Required work: Can you reproduce, word for word, the stretch of the data below from the line that contains "return mask of beige seat cushion" through the line that contains "215 146 L 223", including both of those lines?

Some records:
• • •
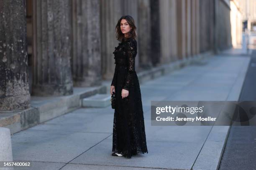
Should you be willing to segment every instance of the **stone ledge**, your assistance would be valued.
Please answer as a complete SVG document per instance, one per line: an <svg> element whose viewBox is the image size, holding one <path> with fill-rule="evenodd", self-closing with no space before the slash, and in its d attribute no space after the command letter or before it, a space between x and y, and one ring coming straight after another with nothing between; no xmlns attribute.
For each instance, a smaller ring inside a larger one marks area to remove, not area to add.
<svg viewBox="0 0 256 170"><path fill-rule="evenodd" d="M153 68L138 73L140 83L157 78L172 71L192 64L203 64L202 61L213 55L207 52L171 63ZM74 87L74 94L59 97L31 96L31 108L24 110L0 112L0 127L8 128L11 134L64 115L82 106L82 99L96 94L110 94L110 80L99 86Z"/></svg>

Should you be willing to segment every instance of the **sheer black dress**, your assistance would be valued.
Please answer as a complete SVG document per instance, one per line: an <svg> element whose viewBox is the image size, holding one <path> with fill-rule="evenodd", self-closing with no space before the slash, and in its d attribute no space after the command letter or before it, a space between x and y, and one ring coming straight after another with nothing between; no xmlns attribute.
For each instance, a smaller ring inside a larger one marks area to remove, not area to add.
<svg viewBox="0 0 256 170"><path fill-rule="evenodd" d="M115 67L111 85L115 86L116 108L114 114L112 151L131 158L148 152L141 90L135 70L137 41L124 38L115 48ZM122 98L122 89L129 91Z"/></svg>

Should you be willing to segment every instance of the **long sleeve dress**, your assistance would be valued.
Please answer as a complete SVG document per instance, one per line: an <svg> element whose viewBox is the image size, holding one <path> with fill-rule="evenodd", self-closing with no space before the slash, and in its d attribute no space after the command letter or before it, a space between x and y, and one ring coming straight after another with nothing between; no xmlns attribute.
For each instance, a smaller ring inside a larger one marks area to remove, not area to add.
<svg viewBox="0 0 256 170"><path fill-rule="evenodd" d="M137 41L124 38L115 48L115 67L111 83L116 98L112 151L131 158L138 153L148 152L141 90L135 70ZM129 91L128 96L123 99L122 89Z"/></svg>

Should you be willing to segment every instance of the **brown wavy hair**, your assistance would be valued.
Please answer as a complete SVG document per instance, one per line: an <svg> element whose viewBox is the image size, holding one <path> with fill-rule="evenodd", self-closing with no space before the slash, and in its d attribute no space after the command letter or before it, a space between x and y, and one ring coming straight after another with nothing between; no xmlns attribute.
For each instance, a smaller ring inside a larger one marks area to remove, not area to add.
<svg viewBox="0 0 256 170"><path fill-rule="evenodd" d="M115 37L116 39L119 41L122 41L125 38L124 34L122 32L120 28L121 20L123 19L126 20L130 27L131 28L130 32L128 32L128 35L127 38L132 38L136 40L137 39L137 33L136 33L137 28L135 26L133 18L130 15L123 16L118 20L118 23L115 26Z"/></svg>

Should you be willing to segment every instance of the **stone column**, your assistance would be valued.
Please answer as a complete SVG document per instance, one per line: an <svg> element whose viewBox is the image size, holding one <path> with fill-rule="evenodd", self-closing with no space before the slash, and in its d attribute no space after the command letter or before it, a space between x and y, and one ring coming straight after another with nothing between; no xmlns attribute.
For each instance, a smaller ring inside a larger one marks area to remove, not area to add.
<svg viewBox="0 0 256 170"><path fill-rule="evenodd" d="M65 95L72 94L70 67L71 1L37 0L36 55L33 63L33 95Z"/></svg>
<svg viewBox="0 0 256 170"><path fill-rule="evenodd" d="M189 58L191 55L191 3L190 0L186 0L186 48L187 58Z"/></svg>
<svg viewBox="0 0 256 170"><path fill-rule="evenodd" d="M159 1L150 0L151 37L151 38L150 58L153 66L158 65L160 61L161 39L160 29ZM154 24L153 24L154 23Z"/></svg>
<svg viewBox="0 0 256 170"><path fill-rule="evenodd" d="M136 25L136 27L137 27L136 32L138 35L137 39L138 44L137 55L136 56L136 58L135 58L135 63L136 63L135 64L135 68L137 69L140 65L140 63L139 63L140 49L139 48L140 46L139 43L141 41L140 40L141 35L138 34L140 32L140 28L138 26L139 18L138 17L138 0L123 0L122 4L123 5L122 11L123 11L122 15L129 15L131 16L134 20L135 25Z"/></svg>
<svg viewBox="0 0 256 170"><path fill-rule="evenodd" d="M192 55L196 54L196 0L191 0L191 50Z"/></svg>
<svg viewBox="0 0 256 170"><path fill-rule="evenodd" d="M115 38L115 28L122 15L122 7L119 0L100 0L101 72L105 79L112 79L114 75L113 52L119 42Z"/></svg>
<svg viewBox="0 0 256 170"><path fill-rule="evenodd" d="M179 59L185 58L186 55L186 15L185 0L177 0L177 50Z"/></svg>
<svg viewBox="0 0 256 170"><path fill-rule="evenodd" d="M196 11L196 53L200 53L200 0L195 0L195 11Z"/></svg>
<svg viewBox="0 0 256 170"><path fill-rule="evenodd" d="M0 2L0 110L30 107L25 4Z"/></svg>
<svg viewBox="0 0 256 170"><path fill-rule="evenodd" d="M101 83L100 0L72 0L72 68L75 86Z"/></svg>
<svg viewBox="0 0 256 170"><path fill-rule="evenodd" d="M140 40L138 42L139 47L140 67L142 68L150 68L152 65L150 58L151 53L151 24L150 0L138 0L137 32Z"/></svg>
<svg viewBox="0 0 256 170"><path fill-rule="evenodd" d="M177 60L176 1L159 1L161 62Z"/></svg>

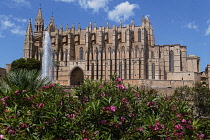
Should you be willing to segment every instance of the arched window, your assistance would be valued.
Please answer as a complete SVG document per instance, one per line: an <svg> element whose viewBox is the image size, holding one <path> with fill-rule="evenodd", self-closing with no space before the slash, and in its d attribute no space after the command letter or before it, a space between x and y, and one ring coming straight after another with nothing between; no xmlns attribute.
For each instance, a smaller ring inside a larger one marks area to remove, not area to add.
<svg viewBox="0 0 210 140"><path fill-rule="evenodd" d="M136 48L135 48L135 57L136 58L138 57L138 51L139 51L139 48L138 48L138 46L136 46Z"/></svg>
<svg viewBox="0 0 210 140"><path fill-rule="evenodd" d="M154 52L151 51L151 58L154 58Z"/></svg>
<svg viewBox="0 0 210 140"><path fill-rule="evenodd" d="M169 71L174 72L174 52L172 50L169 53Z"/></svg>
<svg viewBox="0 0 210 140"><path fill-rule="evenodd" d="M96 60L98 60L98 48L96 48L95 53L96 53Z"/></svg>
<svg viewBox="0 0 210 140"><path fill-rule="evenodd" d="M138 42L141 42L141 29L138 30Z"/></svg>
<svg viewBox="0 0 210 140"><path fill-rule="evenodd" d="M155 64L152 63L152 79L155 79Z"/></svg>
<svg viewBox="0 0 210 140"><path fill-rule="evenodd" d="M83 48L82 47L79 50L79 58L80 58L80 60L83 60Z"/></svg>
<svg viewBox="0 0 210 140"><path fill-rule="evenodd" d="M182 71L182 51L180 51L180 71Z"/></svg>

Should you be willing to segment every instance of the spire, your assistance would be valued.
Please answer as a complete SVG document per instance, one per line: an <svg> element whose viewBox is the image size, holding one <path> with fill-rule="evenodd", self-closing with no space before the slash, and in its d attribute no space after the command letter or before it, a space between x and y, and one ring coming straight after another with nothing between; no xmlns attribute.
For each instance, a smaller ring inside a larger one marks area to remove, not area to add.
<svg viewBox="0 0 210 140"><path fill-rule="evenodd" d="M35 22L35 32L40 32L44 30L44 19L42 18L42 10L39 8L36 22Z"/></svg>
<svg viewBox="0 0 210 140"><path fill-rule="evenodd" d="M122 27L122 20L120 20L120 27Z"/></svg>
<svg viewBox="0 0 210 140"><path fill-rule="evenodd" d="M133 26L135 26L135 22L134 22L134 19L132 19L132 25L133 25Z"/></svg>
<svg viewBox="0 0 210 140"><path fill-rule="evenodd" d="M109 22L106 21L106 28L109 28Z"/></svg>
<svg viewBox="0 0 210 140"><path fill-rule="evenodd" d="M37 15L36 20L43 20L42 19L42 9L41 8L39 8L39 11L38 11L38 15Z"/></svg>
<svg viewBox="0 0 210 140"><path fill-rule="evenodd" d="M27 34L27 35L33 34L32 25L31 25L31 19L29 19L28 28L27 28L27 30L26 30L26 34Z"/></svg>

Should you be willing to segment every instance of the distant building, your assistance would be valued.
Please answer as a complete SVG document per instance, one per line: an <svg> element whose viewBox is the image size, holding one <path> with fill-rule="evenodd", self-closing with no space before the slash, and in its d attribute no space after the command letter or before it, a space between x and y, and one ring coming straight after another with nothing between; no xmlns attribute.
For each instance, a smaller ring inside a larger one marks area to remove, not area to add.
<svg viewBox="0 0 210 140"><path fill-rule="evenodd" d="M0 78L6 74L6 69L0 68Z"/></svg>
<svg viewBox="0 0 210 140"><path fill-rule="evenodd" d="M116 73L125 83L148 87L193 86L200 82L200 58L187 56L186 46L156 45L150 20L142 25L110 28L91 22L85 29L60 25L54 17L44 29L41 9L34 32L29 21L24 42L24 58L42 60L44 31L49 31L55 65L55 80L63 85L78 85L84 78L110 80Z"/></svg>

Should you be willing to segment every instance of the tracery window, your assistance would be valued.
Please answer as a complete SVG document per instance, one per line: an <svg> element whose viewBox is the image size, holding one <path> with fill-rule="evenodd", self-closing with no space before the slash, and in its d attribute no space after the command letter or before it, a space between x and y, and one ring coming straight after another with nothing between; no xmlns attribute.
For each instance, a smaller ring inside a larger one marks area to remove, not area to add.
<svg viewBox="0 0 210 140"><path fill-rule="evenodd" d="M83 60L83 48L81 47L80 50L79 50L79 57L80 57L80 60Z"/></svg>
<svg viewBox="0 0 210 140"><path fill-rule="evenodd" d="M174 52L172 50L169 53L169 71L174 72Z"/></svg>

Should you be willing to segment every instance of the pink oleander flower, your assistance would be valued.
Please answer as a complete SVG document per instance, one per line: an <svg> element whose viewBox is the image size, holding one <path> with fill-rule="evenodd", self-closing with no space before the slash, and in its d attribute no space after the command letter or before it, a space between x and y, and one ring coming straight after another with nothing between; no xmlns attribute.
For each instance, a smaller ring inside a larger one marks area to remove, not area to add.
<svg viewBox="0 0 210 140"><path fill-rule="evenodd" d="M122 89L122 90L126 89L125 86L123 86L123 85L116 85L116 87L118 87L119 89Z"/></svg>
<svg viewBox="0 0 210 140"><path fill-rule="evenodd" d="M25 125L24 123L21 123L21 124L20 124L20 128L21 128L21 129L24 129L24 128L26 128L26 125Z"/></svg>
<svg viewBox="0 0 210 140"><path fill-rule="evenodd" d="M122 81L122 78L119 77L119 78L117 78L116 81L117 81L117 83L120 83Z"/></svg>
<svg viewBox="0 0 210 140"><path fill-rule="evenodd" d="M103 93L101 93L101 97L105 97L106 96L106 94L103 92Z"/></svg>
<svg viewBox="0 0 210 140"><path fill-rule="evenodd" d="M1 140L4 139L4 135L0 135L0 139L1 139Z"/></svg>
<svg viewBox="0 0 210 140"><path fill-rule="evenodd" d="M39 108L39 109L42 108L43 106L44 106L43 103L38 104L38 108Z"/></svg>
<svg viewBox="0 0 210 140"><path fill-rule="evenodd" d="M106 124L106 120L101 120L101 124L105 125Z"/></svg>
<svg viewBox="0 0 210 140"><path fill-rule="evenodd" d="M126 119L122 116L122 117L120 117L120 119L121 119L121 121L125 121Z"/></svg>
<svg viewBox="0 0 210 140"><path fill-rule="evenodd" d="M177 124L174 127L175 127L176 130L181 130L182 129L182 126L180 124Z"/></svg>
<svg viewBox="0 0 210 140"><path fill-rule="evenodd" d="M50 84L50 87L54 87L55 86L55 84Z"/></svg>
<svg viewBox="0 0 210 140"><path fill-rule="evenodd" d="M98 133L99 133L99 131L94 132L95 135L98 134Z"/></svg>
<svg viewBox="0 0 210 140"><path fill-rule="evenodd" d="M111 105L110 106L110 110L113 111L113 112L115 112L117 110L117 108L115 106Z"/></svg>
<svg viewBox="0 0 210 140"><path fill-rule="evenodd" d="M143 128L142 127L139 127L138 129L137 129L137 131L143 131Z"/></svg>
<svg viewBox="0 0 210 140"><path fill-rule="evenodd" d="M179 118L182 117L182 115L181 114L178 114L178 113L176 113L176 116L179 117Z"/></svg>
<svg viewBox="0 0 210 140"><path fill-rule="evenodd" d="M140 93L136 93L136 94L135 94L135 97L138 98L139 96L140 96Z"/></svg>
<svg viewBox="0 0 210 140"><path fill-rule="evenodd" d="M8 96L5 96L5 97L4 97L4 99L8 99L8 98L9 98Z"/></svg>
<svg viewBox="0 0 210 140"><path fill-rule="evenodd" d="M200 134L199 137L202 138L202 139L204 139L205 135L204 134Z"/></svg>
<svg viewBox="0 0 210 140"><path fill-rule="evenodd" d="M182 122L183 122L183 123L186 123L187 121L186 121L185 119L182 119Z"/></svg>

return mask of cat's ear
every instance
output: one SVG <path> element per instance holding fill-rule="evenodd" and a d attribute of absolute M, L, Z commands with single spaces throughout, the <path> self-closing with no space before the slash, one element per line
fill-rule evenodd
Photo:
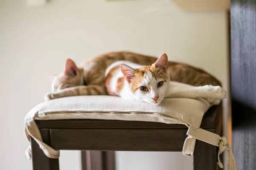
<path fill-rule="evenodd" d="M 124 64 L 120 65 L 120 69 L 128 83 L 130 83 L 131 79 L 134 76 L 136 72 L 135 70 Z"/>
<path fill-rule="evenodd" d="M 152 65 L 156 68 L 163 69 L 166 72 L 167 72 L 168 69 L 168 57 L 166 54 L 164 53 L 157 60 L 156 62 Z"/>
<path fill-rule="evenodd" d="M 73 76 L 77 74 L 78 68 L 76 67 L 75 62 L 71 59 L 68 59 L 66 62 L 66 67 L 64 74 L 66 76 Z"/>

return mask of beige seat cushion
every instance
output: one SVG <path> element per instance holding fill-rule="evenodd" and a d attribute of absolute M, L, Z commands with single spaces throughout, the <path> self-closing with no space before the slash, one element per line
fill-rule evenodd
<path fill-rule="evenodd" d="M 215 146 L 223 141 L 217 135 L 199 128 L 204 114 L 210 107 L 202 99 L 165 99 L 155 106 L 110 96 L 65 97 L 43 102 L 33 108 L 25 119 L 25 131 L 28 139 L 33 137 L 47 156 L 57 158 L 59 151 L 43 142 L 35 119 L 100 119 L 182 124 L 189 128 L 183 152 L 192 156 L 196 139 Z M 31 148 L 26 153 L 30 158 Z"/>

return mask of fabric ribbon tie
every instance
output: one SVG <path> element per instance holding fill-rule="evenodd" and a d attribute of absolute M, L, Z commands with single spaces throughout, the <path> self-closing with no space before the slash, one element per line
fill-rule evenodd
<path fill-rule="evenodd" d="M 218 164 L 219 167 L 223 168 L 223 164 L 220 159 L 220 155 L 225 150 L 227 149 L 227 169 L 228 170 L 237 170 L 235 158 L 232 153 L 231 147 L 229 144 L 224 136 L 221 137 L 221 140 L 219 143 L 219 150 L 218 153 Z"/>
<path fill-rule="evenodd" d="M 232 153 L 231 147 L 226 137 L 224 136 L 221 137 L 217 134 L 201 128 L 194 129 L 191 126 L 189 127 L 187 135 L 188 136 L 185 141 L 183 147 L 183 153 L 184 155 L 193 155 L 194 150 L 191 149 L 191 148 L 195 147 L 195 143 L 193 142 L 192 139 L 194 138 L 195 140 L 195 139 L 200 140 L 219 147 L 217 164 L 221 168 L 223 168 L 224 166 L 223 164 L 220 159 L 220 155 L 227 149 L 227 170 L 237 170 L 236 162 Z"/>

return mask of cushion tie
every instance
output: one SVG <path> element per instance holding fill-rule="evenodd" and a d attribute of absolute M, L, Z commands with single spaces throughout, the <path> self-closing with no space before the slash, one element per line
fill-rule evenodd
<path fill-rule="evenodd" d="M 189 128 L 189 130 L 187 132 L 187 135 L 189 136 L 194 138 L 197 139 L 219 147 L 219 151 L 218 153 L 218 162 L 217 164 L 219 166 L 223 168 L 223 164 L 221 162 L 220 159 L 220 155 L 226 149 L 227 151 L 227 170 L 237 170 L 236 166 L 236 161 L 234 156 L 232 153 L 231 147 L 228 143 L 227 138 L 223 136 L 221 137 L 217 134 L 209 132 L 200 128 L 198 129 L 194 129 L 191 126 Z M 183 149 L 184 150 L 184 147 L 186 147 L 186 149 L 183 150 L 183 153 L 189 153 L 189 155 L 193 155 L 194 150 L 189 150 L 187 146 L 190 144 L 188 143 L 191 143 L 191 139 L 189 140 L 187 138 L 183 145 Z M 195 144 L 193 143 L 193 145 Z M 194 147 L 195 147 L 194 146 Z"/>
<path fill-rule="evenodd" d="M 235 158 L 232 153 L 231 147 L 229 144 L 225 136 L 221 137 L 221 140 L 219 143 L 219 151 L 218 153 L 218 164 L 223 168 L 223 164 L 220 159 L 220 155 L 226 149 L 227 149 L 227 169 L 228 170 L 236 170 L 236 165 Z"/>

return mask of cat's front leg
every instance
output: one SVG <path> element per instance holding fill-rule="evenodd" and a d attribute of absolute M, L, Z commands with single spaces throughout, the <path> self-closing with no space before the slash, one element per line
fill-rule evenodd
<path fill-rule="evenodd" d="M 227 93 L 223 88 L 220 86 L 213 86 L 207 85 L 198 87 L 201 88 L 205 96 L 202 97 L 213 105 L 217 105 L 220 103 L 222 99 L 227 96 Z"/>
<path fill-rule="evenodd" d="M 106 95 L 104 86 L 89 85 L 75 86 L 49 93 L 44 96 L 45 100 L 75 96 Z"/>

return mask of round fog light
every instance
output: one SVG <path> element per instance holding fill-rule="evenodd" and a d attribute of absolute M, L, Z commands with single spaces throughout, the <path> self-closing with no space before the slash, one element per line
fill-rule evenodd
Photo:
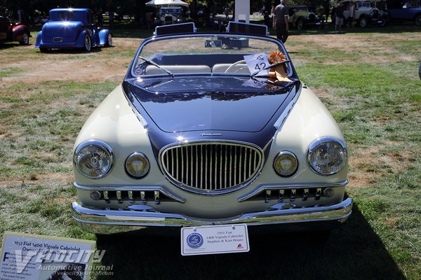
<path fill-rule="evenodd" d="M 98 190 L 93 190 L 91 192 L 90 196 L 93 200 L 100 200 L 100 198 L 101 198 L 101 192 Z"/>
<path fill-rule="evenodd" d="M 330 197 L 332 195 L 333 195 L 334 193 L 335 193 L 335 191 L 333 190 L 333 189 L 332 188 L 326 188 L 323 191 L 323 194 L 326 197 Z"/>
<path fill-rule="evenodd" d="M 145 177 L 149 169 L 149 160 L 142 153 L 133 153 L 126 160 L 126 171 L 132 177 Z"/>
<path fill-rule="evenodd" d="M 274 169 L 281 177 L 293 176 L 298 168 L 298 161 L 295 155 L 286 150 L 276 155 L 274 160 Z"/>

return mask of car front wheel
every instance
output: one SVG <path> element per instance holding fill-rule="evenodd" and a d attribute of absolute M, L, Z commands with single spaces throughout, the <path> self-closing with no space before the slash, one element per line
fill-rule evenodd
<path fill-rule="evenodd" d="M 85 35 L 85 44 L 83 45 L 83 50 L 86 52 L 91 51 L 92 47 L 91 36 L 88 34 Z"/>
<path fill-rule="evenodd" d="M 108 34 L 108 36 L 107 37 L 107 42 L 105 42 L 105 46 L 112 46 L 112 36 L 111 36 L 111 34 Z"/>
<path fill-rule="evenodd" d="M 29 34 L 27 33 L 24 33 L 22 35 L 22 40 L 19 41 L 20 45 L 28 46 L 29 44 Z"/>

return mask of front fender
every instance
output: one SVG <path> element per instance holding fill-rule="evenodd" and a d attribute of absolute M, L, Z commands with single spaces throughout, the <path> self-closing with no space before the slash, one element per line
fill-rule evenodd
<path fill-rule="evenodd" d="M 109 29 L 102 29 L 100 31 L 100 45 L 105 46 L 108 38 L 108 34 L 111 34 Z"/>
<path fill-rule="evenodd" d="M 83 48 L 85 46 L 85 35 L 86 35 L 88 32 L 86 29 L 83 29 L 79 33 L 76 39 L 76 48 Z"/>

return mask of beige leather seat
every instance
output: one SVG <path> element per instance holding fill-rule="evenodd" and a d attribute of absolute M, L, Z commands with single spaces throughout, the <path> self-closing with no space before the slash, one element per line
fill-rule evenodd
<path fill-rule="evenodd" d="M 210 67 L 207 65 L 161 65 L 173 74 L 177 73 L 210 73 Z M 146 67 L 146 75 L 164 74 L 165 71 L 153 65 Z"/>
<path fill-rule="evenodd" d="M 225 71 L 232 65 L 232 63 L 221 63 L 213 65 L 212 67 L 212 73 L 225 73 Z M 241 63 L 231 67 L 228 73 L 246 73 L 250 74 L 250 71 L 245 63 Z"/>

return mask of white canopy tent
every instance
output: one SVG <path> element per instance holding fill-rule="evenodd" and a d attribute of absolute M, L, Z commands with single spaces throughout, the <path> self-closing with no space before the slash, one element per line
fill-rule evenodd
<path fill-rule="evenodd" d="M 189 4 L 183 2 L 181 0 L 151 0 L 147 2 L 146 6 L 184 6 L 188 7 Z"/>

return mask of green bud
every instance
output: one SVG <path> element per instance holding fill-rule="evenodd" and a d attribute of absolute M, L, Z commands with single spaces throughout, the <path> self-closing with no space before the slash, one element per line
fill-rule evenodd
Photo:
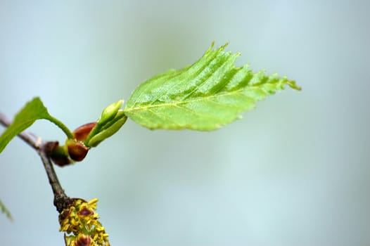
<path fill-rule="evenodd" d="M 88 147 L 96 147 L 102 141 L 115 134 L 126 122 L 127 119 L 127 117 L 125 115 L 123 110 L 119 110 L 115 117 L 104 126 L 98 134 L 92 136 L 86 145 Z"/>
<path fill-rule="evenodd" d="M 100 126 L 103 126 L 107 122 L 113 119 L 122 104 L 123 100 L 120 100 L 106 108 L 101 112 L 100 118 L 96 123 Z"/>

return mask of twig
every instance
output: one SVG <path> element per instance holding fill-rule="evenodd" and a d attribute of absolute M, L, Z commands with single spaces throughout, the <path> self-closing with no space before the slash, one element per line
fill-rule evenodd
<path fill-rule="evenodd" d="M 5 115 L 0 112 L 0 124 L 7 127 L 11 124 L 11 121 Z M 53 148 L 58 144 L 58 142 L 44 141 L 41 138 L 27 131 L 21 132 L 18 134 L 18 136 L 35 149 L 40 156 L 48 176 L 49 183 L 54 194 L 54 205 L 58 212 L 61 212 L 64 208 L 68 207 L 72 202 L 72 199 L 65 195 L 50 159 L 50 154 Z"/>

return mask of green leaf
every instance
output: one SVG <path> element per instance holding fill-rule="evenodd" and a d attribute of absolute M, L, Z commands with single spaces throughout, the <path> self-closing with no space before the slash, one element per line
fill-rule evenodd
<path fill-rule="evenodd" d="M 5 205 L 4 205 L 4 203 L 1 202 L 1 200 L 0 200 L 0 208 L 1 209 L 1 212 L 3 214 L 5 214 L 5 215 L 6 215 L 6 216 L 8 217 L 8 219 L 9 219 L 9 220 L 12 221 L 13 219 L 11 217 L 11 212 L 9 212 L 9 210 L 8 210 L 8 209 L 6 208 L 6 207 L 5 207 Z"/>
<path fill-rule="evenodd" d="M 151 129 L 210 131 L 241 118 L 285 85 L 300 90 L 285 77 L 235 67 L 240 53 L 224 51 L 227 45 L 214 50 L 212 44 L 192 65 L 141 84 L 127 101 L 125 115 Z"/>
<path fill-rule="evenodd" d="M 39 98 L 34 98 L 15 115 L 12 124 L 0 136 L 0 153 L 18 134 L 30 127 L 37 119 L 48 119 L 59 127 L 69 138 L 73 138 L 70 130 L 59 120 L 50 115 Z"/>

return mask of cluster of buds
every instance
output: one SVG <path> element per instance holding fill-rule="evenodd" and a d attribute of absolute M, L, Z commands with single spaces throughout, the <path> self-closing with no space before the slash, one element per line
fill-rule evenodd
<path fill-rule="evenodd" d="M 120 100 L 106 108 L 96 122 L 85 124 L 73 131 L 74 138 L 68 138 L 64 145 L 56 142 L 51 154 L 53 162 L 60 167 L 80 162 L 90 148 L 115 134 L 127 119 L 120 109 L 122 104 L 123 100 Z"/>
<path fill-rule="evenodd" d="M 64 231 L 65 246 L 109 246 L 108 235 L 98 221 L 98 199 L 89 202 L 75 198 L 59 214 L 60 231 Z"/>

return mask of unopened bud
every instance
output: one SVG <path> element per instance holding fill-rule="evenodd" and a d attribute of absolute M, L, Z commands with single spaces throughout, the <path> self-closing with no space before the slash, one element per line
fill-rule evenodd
• • •
Full response:
return mask of beige seat cushion
every instance
output: one SVG <path> element per instance holding fill-rule="evenodd" and a d attribute of absolute M, L, Z commands with single spaces throughout, the <path> self-closing with no space before the slash, one element per line
fill-rule evenodd
<path fill-rule="evenodd" d="M 215 146 L 223 141 L 217 135 L 199 128 L 204 114 L 210 107 L 202 99 L 165 99 L 155 106 L 110 96 L 65 97 L 43 102 L 33 108 L 25 119 L 25 131 L 28 139 L 33 137 L 47 156 L 57 158 L 59 151 L 43 142 L 35 119 L 100 119 L 182 124 L 189 128 L 183 152 L 192 156 L 196 139 Z M 31 148 L 26 153 L 30 158 Z"/>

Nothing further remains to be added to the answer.